-- Begin Provided records --

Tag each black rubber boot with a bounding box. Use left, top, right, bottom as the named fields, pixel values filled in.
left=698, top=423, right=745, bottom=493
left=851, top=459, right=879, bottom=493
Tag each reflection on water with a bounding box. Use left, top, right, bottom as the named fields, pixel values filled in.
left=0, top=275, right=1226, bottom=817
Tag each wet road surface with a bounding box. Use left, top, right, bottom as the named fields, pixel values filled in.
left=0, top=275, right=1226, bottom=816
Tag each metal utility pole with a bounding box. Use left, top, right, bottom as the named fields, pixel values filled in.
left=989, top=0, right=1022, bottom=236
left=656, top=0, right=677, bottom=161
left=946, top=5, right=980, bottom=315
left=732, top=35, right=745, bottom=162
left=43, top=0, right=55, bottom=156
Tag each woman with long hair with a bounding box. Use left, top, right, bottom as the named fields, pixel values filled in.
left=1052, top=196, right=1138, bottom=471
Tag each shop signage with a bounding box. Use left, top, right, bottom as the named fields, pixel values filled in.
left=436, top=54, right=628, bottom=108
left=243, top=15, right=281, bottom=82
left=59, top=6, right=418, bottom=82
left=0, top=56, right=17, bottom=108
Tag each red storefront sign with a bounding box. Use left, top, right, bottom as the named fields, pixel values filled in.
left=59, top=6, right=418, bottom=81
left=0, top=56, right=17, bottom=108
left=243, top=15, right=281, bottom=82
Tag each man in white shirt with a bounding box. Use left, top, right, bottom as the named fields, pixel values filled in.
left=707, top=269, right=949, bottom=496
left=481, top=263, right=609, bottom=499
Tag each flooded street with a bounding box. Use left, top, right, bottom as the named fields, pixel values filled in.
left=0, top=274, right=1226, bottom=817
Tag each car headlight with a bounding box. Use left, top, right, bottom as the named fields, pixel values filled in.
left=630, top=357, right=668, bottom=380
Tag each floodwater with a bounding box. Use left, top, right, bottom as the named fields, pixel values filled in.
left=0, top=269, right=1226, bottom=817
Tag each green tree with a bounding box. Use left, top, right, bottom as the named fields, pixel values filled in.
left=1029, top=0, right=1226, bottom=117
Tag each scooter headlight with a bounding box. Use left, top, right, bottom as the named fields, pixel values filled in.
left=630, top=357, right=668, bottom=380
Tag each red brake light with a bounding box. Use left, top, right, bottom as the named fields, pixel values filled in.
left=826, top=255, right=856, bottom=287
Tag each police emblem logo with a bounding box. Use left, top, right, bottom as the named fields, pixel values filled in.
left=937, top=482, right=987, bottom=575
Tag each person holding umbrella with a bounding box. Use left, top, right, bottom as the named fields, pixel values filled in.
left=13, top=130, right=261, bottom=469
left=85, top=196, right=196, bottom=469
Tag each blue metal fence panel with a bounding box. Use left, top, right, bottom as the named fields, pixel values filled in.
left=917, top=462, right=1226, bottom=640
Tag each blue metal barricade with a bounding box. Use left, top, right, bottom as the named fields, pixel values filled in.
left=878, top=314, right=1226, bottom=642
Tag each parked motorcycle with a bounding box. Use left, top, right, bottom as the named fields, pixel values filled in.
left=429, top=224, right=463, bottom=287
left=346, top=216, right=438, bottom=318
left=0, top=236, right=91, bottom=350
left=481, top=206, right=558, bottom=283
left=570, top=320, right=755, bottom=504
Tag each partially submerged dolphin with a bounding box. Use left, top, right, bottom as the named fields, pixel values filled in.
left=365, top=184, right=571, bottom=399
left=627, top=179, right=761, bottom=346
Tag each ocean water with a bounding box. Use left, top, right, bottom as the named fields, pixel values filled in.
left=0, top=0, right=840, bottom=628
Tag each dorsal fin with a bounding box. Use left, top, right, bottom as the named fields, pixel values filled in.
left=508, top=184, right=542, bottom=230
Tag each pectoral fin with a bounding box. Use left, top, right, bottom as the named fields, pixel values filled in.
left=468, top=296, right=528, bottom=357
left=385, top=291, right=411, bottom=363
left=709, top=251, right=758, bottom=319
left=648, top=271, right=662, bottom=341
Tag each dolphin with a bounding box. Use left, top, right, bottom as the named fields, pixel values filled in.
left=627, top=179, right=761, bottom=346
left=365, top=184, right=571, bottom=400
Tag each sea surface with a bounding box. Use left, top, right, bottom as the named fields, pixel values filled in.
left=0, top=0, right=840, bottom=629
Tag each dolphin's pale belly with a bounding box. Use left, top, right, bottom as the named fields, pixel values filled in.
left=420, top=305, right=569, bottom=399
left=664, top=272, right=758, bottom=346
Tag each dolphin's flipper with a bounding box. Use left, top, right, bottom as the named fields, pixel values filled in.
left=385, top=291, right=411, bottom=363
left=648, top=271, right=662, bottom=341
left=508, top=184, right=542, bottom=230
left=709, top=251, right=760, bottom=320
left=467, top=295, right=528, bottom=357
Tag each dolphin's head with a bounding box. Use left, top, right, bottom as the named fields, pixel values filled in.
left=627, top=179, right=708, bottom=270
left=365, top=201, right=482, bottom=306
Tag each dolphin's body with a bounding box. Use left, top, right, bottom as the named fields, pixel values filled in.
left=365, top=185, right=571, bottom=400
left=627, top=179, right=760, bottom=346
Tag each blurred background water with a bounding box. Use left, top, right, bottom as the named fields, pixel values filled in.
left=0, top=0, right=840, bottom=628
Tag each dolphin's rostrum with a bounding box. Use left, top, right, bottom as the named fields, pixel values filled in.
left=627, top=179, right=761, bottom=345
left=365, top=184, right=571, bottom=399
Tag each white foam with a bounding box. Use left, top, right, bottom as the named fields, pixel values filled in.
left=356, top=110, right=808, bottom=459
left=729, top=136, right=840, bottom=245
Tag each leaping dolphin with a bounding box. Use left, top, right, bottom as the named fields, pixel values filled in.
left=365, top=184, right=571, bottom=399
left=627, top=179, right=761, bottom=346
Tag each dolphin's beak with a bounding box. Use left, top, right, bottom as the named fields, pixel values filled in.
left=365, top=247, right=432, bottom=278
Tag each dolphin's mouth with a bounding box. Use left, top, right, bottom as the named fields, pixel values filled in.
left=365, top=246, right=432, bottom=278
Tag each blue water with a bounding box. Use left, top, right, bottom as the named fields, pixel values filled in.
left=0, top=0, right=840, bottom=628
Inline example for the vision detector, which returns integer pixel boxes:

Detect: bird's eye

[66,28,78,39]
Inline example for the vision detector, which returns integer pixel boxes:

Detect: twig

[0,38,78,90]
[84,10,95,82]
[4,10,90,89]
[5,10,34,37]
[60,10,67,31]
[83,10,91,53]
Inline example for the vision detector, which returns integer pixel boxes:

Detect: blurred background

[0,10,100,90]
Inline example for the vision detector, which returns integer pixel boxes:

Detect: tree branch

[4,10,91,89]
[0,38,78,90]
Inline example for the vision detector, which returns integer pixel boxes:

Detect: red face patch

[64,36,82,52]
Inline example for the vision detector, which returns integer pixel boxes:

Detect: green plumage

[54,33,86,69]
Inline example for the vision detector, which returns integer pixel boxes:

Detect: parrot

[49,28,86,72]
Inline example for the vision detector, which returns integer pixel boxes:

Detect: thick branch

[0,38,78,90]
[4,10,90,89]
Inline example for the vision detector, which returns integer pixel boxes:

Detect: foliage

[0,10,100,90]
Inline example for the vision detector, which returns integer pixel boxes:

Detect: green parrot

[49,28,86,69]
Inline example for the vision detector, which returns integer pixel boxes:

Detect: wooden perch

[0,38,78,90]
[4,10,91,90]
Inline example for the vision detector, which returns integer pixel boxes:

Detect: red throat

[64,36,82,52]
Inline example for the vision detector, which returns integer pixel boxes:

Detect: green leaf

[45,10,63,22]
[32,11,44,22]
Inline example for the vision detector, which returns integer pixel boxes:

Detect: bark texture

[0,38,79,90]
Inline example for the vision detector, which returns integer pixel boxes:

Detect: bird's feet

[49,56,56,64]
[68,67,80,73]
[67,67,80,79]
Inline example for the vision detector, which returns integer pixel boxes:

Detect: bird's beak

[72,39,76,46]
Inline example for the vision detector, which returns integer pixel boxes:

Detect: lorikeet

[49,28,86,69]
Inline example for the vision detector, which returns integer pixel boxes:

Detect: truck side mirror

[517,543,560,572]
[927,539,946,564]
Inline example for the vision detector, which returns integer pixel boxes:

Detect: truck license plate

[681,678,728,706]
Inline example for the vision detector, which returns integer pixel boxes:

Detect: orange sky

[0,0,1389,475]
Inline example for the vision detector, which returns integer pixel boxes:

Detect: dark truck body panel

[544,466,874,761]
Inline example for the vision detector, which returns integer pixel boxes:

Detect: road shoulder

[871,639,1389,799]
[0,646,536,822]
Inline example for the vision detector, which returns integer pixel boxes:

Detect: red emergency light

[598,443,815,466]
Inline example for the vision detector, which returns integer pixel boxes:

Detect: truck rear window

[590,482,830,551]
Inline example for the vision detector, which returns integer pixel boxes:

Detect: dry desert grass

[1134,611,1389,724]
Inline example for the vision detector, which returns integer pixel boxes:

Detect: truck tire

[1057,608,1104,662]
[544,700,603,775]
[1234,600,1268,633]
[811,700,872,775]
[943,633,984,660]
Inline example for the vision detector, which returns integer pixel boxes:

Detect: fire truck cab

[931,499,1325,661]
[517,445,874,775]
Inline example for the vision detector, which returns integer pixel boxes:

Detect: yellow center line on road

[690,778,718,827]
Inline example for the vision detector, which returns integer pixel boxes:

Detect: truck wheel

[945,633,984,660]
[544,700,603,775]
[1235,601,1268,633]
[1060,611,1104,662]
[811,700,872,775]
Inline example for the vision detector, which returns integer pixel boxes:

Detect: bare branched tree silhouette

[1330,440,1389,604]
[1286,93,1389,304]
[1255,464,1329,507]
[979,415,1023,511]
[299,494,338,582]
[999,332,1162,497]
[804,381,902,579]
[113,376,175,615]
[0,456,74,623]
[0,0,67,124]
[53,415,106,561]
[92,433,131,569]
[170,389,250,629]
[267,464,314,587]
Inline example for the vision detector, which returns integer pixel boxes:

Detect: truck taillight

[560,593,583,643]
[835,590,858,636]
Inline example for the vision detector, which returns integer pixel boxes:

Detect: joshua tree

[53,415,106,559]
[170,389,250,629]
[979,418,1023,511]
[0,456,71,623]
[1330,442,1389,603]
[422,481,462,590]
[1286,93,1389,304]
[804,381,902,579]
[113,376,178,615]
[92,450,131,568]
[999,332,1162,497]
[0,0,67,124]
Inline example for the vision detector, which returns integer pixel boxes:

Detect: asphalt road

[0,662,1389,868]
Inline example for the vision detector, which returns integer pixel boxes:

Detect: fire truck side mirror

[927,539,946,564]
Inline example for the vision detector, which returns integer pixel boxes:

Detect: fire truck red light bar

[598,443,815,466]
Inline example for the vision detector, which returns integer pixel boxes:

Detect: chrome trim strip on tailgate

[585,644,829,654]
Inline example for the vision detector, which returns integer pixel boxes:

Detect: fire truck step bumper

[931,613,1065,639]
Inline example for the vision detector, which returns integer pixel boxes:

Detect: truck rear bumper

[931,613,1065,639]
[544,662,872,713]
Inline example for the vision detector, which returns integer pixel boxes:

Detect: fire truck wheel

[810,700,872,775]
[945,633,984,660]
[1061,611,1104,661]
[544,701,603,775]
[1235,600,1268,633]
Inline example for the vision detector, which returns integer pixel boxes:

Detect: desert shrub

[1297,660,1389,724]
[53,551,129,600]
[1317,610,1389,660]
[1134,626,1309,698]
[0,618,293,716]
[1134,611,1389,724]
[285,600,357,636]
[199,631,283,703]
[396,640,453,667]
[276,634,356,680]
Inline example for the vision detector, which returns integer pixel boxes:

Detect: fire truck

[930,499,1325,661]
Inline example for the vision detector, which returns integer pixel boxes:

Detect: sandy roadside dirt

-- End Provided records --

- Goal of the exercise -
Starting at the beginning of the material and ending at the line containing "left=0, top=275, right=1226, bottom=816", reproduce every line in full, with 34 added to each bounding-box coordinate value.

- Answer to this problem -
Tag each black rubber boot with a bounding box. Use left, top, right, bottom as the named fields, pixel values filled in.
left=732, top=457, right=779, bottom=527
left=885, top=493, right=913, bottom=527
Tag each reflection on water with a bounding box. Use left, top, right, bottom as the named fields, pixel values filled in.
left=34, top=309, right=1260, bottom=851
Tag each wet road surface with a bounding box. Use left, top, right, bottom as the named fields, pixel values filled in.
left=34, top=309, right=1260, bottom=850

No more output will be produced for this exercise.